==== DATA PROVIDED ====
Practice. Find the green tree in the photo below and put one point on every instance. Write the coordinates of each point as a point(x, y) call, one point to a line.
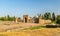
point(58, 19)
point(53, 17)
point(47, 16)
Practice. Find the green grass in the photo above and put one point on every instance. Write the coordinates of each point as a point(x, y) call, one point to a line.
point(34, 28)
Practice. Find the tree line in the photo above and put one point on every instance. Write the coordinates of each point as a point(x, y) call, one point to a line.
point(51, 16)
point(46, 16)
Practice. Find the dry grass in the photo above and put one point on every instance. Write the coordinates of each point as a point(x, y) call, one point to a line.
point(40, 32)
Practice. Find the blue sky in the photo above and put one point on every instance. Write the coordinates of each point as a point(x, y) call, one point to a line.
point(30, 7)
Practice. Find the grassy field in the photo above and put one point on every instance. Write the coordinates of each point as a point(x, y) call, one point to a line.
point(40, 32)
point(30, 29)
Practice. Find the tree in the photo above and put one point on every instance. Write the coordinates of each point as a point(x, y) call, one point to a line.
point(47, 16)
point(53, 16)
point(58, 19)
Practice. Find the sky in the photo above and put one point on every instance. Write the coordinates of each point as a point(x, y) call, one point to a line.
point(19, 8)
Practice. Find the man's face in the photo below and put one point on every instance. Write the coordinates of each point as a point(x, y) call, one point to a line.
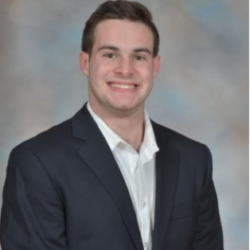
====
## OBJECTIVE
Give back only the material starting with the line that contains "Practice. Find the blue" and going on through the line that contains "point(30, 7)", with "blue sky" swapped for "clear sky" and everything else left unchanged.

## EXPECTED ANSWER
Practice. Find the clear sky in the photo above and put one point on every instance. Write the coordinates of each point as a point(x, y) call, one point to a line.
point(30, 7)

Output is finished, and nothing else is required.